_Passage:_
"""
Growth failure may be due to genetic mutations, acquired disease and/or environmental deficiencies. Growth failure may result from a failure of hypothalamic GHRH production or release, from (genetic or sporadic) maldevelopment of the pituitary somatotropes, secondary to ongoing chronic illness, malnutrition, intrinsic abnormalities of cartilage and/or bone such as osteochondrodysplasias, and from genetic disorders affecting growth hormone production and responsiveness. Children without any identifiable cause of their growth failure are commonly labeled as having idiopathic short stature.
Genetic factors affecting growth include pituitary transcription factors (PROP1, POU1F1, HESX1, LHX3, and LHX4) as well as hormones (growth hormone-releasing hormone (GHRH), GH secretagogues (GHS), GH, insulin like growth factor-1 (IGF1), insulin like growth factor-2 (IGF2), insulin (INS)) and their receptors (GHRHR, GHSR, GHR, IGF1R, IGF2R and INSR) as well as transcription factors controlling GH signaling, including STAT1, STAT3, STAT5a, and STAT5b. Growth is also influenced by other factors such as sex steroids (estrogens and androgens), glucocorticoids and thyroid hormone.
Since the replacement of human pituitary-derived GH with recombinant human GH, much experience has been gained with the use of GH therapy. The Food and Drug Administration (FDA) had expanded GH use for the following conditions for children (80):
GH deficiency/insufficiency
Chronic renal insufficiency (pretransplantation)
Turner syndrome
Short stature from Prader-Willi Syndrome (PWS)
Children with a history of fetal growth restriction (SGA, IUGR) who have not caught up to a normal height range by age 2 years
Children with idiopathic short stature (ISS): height > 2.25 SD below the mean in height and unlikely to catch up in height.
FDA approved conditions for GH treatment for adults:
Adults with GH deficiency
Adults with AIDS wasting
Additionally, the efficacy of GH treatment has been investigated in children whose height has been compromised due to chronic illnesses such as Crohn’s disease, cystic fibrosis, glucocorticoid-induced suppression of growth in other disorders (asthma and juvenile idiopathic arthritis (JIA), also known as juvenile rheumatoid arthritis (JRA)), and adrenal steroid disorders such as congenital adrenal hyperplasia (CAH). Studies have shown both anabolic effects and improvement of growth velocity after GH treatment in children with glucocorticoid dependent Crohn’s disease (81-83). Improvement in linear growth has also been observed after GH treatment in children with cystic fibrosis and JIA (84-86). The same studies have shown significant improvement in weight gain and body composition, changes that have been variably correlated with improvement in life expectancy and quality of life.
The growth-suppressing effects of glucocorticoids, is also seen in children affected with CAH where high androgens limit the height potential. Most patients with CAH complete their growth prematurely and are ultimately short adults. Lin-Su et al., showed that GH in combination with LHRHa significantly improved their final adult height in children with CAH. (142).
Larger, long-term prospective studies are needed to determine the safety and efficacy of GH treatment in these populations of children.
"""
_The task:_ Summarize the passage on growth failure and growth hormone treatment in two sentences.

_Data extracts:_
"""
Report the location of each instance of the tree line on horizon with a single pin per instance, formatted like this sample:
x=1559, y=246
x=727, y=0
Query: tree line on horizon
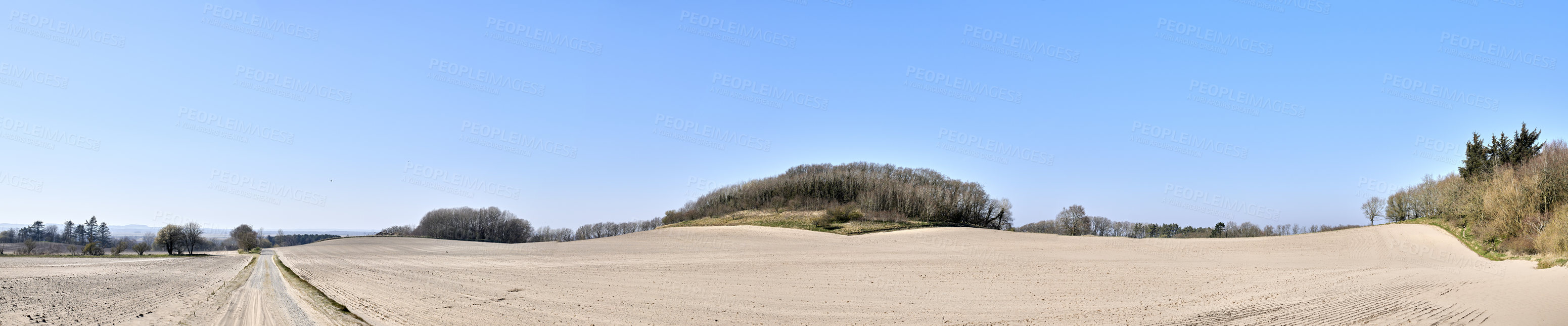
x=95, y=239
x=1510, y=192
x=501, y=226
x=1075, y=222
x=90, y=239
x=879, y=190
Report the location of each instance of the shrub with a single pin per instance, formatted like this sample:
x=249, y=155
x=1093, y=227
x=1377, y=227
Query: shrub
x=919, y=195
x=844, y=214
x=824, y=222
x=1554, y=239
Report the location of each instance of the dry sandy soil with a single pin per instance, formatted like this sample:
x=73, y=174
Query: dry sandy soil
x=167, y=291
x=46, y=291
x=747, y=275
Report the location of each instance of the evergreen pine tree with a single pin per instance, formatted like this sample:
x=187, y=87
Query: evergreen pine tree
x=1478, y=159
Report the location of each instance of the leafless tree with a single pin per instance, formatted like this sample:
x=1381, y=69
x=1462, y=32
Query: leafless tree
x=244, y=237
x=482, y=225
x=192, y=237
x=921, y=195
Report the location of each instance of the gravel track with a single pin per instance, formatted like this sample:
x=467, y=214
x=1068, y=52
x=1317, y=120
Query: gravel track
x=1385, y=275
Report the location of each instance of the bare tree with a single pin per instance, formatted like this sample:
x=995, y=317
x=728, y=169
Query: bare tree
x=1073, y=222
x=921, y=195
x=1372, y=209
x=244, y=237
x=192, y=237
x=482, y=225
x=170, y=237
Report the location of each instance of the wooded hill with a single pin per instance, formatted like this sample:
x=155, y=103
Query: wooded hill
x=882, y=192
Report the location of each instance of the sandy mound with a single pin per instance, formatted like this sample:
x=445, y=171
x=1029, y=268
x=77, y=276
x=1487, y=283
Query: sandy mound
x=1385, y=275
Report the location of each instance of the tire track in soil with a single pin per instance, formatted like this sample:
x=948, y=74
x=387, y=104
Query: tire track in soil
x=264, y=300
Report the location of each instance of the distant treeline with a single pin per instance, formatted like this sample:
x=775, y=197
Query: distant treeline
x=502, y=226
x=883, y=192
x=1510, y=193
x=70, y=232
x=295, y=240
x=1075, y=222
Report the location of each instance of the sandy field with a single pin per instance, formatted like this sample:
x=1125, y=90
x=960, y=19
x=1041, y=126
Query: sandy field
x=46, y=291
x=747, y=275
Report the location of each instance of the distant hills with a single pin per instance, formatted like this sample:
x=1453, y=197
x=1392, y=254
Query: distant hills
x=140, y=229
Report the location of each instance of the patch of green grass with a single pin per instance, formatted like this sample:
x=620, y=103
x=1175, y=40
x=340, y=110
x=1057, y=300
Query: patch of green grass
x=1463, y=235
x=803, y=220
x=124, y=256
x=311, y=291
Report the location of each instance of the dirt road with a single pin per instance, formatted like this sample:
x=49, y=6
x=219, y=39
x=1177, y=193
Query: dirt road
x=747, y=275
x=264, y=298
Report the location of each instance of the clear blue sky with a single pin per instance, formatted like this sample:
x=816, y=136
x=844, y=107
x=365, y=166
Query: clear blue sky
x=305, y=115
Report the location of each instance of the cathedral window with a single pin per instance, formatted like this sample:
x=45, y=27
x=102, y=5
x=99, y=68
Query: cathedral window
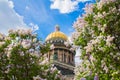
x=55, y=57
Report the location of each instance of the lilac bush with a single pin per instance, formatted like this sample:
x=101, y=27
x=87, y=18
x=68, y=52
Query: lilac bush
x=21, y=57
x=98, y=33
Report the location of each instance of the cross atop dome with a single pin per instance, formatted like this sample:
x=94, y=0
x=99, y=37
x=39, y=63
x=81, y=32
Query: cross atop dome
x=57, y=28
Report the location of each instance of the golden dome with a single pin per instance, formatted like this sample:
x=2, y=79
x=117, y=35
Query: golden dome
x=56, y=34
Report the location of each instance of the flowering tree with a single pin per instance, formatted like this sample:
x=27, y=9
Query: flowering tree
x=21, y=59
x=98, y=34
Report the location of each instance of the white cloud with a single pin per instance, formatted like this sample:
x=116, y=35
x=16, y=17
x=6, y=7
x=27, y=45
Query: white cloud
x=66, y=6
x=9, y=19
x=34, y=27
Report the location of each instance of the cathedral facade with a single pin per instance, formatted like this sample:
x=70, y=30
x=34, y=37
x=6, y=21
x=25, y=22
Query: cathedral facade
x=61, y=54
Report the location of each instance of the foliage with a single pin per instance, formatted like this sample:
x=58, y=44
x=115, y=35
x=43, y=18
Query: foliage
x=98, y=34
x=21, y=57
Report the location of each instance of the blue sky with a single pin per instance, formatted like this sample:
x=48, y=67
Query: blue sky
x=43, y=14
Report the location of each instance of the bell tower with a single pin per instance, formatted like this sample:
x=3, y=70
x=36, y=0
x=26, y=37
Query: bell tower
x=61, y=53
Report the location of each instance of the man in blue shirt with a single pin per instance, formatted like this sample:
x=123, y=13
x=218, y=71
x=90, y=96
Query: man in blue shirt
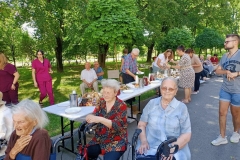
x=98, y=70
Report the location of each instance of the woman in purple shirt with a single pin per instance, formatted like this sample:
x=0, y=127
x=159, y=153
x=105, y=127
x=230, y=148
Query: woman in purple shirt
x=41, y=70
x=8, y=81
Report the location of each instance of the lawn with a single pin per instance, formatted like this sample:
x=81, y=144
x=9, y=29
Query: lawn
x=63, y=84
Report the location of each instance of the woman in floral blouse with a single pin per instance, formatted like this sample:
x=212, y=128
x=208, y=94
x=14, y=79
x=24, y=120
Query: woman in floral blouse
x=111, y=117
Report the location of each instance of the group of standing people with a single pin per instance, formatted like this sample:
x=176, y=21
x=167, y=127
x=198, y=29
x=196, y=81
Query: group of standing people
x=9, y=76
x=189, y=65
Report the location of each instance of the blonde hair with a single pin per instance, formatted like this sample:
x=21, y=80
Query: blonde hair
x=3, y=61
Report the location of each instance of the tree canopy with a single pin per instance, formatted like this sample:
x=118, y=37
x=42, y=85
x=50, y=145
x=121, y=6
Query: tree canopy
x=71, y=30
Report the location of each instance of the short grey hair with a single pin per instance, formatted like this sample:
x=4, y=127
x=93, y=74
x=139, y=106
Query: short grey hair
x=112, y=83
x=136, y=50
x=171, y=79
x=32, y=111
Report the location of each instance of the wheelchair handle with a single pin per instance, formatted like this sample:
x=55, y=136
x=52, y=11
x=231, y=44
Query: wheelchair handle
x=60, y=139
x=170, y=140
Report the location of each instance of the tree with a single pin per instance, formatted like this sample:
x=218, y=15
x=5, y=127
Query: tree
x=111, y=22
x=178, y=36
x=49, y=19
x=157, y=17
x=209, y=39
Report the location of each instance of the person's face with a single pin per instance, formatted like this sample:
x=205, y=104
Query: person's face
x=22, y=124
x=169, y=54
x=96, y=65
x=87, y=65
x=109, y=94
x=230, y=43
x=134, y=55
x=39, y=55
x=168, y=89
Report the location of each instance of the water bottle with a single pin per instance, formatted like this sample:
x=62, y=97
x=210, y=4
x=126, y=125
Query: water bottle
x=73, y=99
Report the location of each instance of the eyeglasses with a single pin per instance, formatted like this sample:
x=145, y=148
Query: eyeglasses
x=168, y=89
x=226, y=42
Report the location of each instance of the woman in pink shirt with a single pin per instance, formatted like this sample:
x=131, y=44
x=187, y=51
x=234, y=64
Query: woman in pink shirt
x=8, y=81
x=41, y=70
"""
_Result of the exercise:_ Growth failure can result from genetic mutations, acquired disease, or environmental deficiencies, and growth is affected by genetic factors such as pituitary transcription factors, hormones, and their receptors. The FDA has approved GH treatment for several conditions in children and adults, and studies in children with chronic illnesses such as Crohn's disease, cystic fibrosis, and JIA have shown improved growth, but larger long-term studies are needed to determine its safety and efficacy in these children.